▶ [Required task A]
Copy the part of the court opinion that runs from "184 Wis. 104" to "of the bond.", word for word.

▶ [Page excerpt]
*-*-*

Town of Knox v. Fidelity & Casualty Co. of New York

184 Wis. 104 | Wis. | 1924

The following opinion was filed March 11, 1924:

Owen, J.

The account stated showing receipts of the town treasurer during his term of 1921-1922 includes these items: April 1, 1921, balance on hand, $296.27; April 1, 1921, pool-room license, $20; refund state highway aid No. 20074, $800; April 15, 1921, additional appropriation state school money, $1,365.24. The bond, upon which liability is predicated was not executed until April 1, 1921, and it is contended that the surety should not be charged with moneys coming into his hands prior to the execution of the bond.

There is nothing in the record to raise a doubt of the receipt of said sums of money by the town treasurer between the time he made his report at the end of his first term and the time when the bond for his second term was executed. Neither is there anything to indicate that any portion of these moneys had been disbursed during such period. If so, they were on hand, in the treasury, at the time the bond was executed, and the surety is liable for any subsequent misappropriation thereof. The contention of the appellant, therefore, in this respect cannot be sustained.

*-*-*

▶ [Available records]
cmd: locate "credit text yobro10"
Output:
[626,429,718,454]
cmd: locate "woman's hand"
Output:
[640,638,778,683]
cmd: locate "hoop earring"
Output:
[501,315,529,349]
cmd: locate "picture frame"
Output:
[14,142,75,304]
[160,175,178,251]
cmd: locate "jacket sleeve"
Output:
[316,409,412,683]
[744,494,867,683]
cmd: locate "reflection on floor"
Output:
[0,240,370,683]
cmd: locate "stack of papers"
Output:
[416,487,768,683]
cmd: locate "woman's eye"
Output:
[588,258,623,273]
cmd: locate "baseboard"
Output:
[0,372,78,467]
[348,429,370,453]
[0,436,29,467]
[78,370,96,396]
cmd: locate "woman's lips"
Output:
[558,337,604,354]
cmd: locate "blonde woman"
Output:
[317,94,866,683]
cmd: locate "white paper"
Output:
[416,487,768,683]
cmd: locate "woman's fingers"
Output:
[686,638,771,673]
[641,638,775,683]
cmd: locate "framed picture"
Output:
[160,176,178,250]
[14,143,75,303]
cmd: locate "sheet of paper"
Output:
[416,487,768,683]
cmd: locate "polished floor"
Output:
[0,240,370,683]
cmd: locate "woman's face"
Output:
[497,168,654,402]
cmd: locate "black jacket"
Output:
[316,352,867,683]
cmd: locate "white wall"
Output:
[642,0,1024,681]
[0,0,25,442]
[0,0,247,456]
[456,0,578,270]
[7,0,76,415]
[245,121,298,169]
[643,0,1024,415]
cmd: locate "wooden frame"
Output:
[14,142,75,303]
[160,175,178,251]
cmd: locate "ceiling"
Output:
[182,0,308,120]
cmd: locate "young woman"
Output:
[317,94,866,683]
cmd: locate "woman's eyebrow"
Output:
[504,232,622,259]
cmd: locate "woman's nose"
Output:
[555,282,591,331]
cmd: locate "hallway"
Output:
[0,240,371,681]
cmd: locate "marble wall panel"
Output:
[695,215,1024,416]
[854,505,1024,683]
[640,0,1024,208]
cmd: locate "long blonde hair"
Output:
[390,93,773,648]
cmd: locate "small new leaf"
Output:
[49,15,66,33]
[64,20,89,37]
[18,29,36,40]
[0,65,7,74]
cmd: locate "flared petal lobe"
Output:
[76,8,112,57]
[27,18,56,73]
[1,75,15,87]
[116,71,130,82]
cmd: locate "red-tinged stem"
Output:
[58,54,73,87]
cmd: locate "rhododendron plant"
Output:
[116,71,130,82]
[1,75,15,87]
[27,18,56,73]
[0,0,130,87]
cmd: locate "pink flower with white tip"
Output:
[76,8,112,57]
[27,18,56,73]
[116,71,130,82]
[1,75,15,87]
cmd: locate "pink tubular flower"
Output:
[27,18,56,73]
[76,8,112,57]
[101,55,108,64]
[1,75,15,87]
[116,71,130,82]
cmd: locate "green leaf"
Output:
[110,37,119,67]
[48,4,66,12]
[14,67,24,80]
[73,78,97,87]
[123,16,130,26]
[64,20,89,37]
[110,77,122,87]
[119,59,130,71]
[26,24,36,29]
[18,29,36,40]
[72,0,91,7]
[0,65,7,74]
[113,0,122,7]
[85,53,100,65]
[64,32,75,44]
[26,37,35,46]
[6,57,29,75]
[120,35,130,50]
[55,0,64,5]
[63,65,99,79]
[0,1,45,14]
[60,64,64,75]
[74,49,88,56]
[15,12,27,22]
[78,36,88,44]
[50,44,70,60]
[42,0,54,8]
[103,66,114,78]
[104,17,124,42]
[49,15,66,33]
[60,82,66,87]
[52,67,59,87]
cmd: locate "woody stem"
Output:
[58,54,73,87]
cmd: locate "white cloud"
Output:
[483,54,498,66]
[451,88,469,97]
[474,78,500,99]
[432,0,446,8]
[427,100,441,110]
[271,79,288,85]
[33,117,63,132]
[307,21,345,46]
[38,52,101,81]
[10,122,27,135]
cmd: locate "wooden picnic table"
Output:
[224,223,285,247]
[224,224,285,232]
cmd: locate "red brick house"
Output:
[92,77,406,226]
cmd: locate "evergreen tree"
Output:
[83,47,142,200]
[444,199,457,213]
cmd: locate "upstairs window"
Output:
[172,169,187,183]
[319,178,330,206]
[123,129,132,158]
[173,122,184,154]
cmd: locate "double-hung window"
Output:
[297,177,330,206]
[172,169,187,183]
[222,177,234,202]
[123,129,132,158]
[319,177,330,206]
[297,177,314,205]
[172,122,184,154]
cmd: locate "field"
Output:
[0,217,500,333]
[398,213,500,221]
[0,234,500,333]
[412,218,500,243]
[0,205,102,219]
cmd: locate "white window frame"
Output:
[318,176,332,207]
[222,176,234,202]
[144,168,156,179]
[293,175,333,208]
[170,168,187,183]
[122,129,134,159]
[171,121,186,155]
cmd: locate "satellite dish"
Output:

*-*-*

▶ [Required task B]
Quote the entries word for word from their first line to the line with "[744,494,867,683]", including both of those lines.

▶ [Task output A]
184 Wis. 104 | Wis. | 1924

The following opinion was filed March 11, 1924:

Owen, J.

The account stated showing receipts of the town treasurer during his term of 1921-1922 includes these items: April 1, 1921, balance on hand, $296.27; April 1, 1921, pool-room license, $20; refund state highway aid No. 20074, $800; April 15, 1921, additional appropriation state school money, $1,365.24. The bond, upon which liability is predicated was not executed until April 1, 1921, and it is contended that the surety should not be charged with moneys coming into his hands prior to the execution of the bond.

▶ [Task output B]
cmd: locate "credit text yobro10"
Output:
[626,429,718,454]
cmd: locate "woman's hand"
Output:
[640,638,778,683]
cmd: locate "hoop earring"
Output:
[501,315,529,349]
cmd: locate "picture frame"
Output:
[14,142,75,304]
[160,175,178,251]
cmd: locate "jacket sleeve"
Output:
[316,409,412,683]
[744,494,867,683]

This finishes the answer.